>> BEGIN SUPPLIED DATA

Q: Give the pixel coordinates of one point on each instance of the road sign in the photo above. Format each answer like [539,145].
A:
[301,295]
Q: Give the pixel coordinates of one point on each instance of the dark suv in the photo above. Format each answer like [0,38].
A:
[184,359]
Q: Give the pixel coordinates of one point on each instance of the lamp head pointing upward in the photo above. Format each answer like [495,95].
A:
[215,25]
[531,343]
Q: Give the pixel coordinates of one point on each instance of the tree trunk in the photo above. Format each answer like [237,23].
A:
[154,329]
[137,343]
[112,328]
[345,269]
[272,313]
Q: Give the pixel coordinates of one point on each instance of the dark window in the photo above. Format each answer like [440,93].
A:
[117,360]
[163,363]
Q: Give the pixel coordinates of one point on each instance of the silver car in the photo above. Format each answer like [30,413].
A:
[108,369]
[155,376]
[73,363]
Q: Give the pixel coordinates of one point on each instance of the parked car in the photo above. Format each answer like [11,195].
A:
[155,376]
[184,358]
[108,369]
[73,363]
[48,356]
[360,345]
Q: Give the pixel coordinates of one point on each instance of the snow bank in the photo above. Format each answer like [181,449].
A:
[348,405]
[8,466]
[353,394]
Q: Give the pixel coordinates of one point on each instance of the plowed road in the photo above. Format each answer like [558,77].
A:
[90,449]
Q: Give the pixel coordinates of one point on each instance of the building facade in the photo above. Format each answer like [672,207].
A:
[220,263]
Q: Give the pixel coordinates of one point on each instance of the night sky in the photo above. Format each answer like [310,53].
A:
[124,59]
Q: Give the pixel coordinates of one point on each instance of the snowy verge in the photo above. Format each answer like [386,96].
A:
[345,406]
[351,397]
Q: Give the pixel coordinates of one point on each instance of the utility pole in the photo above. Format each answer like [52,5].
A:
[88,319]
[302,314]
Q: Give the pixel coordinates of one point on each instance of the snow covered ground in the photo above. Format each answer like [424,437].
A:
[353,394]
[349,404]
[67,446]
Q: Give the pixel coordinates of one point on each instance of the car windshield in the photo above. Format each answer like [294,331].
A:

>> END SUPPLIED DATA

WRITTEN TASK: Copy, character for character, the lines from the line that holds "answer like [440,93]." through the final line of the records above.

TASK OUTPUT:
Q: Give the pixel coordinates of one point on each instance of the dark window in the photo above. Format each answer like [440,93].
A:
[117,360]
[163,363]
Q: Give the pixel coordinates of one point on each instance of the silver car in the photo above. Format each answer like [30,413].
A:
[108,369]
[155,376]
[73,363]
Q: Give the pixel coordinates of one point on each instance of the parked car in the photo above. Format each answer like [11,195].
A:
[155,376]
[184,358]
[108,369]
[73,363]
[48,356]
[360,345]
Q: Give the pixel coordinates of one point on each instance of the snow bank in the photo above. Format each answer like [181,449].
A:
[348,405]
[8,466]
[353,394]
Q: Give the pixel coordinates of one point on each instance of the plowed road in the photo above. Format each answer like [558,77].
A:
[90,449]
Q: Give the pixel coordinates of one point on each instance of the building facade in the photo above. Format each answer like [672,207].
A:
[220,263]
Q: Give the pixel coordinates of one point on each instance of the night sky in the photo above. Format each answer like [310,53].
A:
[124,59]
Q: Give the pixel coordinates of one point on each instance of the snowy verge in the photo above. Format each answer like [386,96].
A:
[345,406]
[351,397]
Q: Give the pixel coordinates of one point on each instance of the utility pole in the photo above. Format each answer like [52,5].
A:
[88,319]
[302,314]
Q: Give the pixel coordinates of one point on each instance of the snow covered ground in the photo above. Format each answer like [424,437].
A:
[353,394]
[349,404]
[67,446]
Q: Give the pixel coordinates of one point on each instance of the car windshield in the photo above. Format each answer like [294,331].
A:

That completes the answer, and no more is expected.